● Raw data:

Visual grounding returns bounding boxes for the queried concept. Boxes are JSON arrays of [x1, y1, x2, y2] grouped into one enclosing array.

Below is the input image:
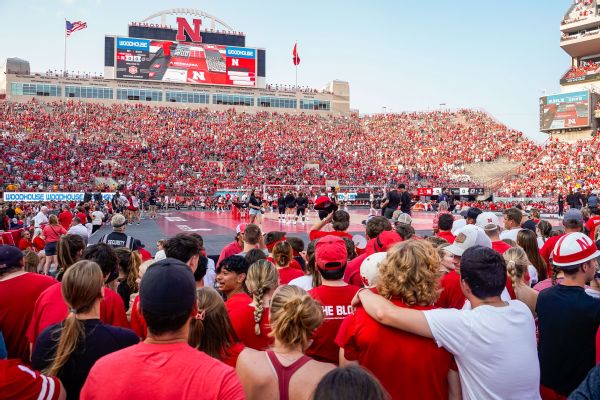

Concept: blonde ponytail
[[245, 260, 279, 336], [503, 247, 529, 288]]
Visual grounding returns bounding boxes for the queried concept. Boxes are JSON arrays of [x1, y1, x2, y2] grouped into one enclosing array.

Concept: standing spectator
[[503, 248, 539, 315], [432, 200, 450, 233], [309, 210, 353, 241], [33, 206, 49, 231], [480, 220, 511, 255], [307, 236, 358, 365], [499, 208, 523, 241], [31, 260, 139, 398], [236, 224, 263, 256], [296, 192, 309, 225], [217, 255, 251, 305], [539, 209, 584, 267], [248, 189, 262, 226], [188, 287, 245, 367], [557, 194, 564, 217], [114, 248, 141, 313], [217, 224, 245, 268], [66, 217, 89, 245], [516, 229, 547, 285], [90, 207, 104, 234], [313, 366, 387, 400], [0, 245, 55, 363], [163, 233, 201, 273], [272, 241, 304, 285], [436, 213, 456, 243], [81, 258, 245, 399], [337, 240, 456, 399], [57, 205, 72, 231], [98, 214, 139, 250], [229, 260, 278, 350], [236, 285, 334, 400], [398, 184, 412, 215], [353, 246, 541, 399], [537, 232, 600, 398], [40, 215, 67, 275]]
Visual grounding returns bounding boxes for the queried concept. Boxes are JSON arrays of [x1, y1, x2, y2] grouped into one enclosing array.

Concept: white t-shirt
[[203, 258, 216, 289], [424, 300, 540, 400], [67, 224, 89, 241], [288, 275, 314, 291], [33, 212, 48, 228], [92, 211, 104, 225], [499, 228, 522, 242]]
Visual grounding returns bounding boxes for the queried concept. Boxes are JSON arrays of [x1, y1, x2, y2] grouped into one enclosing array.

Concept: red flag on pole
[[293, 43, 300, 66]]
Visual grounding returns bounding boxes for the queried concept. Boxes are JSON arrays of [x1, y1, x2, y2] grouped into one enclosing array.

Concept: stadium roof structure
[[141, 8, 235, 31]]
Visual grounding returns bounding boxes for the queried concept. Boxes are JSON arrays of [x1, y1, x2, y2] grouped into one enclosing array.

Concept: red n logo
[[176, 18, 202, 42]]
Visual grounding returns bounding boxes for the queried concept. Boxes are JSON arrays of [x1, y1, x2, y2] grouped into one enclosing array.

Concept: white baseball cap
[[360, 252, 387, 288], [475, 212, 500, 230], [551, 232, 600, 268], [445, 225, 479, 257]]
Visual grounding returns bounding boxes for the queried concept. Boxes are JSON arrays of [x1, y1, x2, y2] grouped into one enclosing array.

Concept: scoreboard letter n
[[176, 18, 202, 42]]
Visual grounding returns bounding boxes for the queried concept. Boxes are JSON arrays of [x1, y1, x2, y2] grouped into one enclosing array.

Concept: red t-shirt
[[0, 359, 62, 400], [336, 298, 453, 400], [76, 212, 87, 225], [217, 241, 243, 268], [18, 238, 33, 251], [307, 284, 359, 364], [227, 292, 272, 350], [267, 256, 303, 270], [277, 266, 305, 285], [344, 252, 369, 288], [130, 295, 147, 339], [221, 342, 245, 368], [41, 224, 66, 243], [309, 230, 353, 241], [435, 270, 466, 309], [80, 342, 245, 400], [27, 283, 129, 347], [0, 273, 56, 362], [491, 240, 512, 254], [437, 231, 456, 244], [539, 234, 563, 268], [586, 216, 600, 242], [58, 210, 73, 230]]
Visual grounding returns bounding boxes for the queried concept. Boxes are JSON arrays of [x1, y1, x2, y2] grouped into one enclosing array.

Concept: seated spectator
[[272, 241, 304, 284], [188, 287, 245, 367], [81, 258, 244, 399], [18, 230, 34, 251], [309, 211, 353, 241], [32, 260, 139, 398], [236, 285, 334, 400]]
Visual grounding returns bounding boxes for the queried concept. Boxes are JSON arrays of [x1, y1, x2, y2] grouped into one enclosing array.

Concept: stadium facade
[[540, 0, 600, 141], [0, 9, 350, 115]]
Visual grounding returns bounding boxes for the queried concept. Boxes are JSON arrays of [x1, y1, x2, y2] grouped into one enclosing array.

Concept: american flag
[[66, 20, 87, 37]]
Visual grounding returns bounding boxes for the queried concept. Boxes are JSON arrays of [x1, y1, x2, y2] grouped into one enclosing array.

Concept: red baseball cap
[[373, 231, 402, 253], [315, 235, 348, 271]]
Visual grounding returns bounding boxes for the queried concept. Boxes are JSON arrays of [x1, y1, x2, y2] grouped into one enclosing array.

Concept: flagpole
[[64, 18, 67, 77], [295, 41, 298, 88]]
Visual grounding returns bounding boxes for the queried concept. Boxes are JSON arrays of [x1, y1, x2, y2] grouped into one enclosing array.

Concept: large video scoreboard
[[539, 90, 590, 131], [115, 37, 256, 87]]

● Task requirements: Please retype the whole listing above word for word and drop the pictures.

● Task result:
Visual grounding returns bounding boxes for the queried concept. Boxes are JSON arrays of [x1, y1, x2, y2] grouped into one enclosing array.

Below is the input image:

Concept: blonde ponytail
[[245, 260, 279, 336], [503, 247, 529, 288]]
Visual grounding returns bounding boxes for the queried concept. Boxes are JSON arrays of [x1, y1, x2, y2] grouped into one enclosing array.

Concept: standing spectator
[[503, 248, 539, 315], [432, 200, 450, 233], [309, 210, 353, 241], [33, 206, 49, 231], [480, 220, 511, 255], [307, 236, 358, 365], [499, 208, 523, 241], [31, 260, 139, 398], [236, 224, 263, 256], [296, 192, 309, 225], [217, 255, 251, 305], [539, 209, 584, 267], [248, 189, 262, 226], [188, 287, 245, 367], [557, 194, 564, 217], [114, 248, 141, 313], [217, 224, 245, 268], [66, 217, 89, 245], [516, 229, 547, 285], [90, 207, 104, 234], [313, 366, 387, 400], [0, 245, 55, 363], [163, 233, 201, 273], [272, 241, 304, 285], [436, 213, 456, 243], [81, 258, 245, 399], [337, 240, 456, 399], [57, 205, 72, 231], [98, 214, 139, 250], [229, 260, 278, 350], [236, 285, 334, 400], [398, 184, 412, 215], [353, 246, 541, 399], [537, 232, 600, 398], [40, 215, 67, 275]]
Visual grounding returns bounding boxes for the queried concept. Boxes are JSON arrays of [x1, y1, x2, y2] grouped into one enclosing array.

Concept: white t-shirt
[[203, 258, 216, 289], [424, 300, 540, 400], [67, 224, 89, 241], [288, 275, 314, 291], [33, 212, 48, 228], [92, 211, 104, 225], [499, 228, 522, 242]]
Visual grounding returns bounding boxes for the queried concept. Boxes are JSON arrays of [x1, y1, x2, y2] grouped into one enclosing array.

Concept: red flag on pole
[[293, 43, 300, 66]]
Visual grounding returns bounding boxes for the queried concept. Boxes are JSON arrays of [x1, y1, x2, y2] grouped into one enclosing array.

Concept: stadium roof structure
[[141, 8, 235, 31]]
Visual grounding returns bounding boxes for the queried concept. Boxes are JSON arrays of [x1, y1, x2, y2] grouped into one enclosing array.

Concept: red n logo
[[176, 18, 202, 42]]
Visual grounding returns bounding boxes for the queried concept. Boxes are JSON arrays of [x1, y1, x2, y2] grouped into one enclosing array.

Concept: white baseball cap
[[360, 252, 387, 288], [475, 212, 500, 230], [551, 232, 600, 268], [445, 225, 479, 257]]
Visual grounding returns bounding boxes for the queried concept. Boxes are JSON arrays of [x1, y1, x2, y2] grouped into one enclosing array.

Concept: scoreboard letter n
[[176, 18, 202, 42]]
Visual grounding returns bounding boxes for the queried concept. Boxes are JSON arrays of [x1, y1, x2, y2] grouped into one enclosing array.

Concept: red t-shirt
[[0, 359, 62, 400], [336, 298, 453, 400], [76, 212, 87, 225], [217, 241, 243, 268], [18, 238, 33, 251], [307, 284, 359, 364], [227, 292, 272, 350], [267, 256, 303, 270], [277, 266, 305, 285], [344, 252, 369, 288], [130, 295, 147, 339], [221, 342, 245, 368], [41, 224, 66, 243], [309, 230, 353, 241], [435, 270, 466, 309], [80, 342, 245, 400], [27, 283, 129, 347], [0, 273, 56, 362], [491, 240, 512, 254], [437, 231, 456, 244], [539, 234, 563, 268], [586, 216, 600, 242], [58, 210, 73, 230]]
Visual grounding returns bounding boxes for the queried concept. Boxes are JSON arrays of [x1, y1, x2, y2] grouped into one enclosing array.

Concept: seated spectator
[[272, 241, 304, 284], [188, 287, 245, 367], [81, 258, 244, 399], [18, 230, 34, 251], [309, 211, 353, 241], [32, 260, 139, 398], [236, 285, 334, 400]]
Visual grounding returns bounding boxes for the queried concept. Boxes are JSON arrays of [x1, y1, x2, y2] grouped into one enclosing array.

Concept: stadium facade
[[540, 0, 600, 141], [0, 9, 350, 115]]
Visual grounding returns bounding boxes for the queried concept. Boxes are JSON arrays of [x1, y1, x2, y2] grouped into one enclosing array.

Concept: american flag
[[66, 20, 87, 37]]
Visual grounding returns bounding boxes for the queried concept. Boxes are JSON arrays of [x1, y1, x2, y2] grouped into one enclosing array.

Concept: red baseball cap
[[373, 231, 402, 253], [315, 235, 348, 271]]
Visual grounding returns bounding boxes for the queried concept. Boxes are JSON arrays of [x1, y1, x2, y2] grouped into one enclosing array.

Concept: flagpole
[[64, 18, 67, 77], [295, 41, 298, 88]]
Visual grounding returns bounding boxes for the queried concept. Boxes are JSON arrays of [x1, y1, x2, y2] grouped into one enclosing array.

Concept: large video scoreboard
[[539, 90, 590, 131], [115, 37, 256, 87]]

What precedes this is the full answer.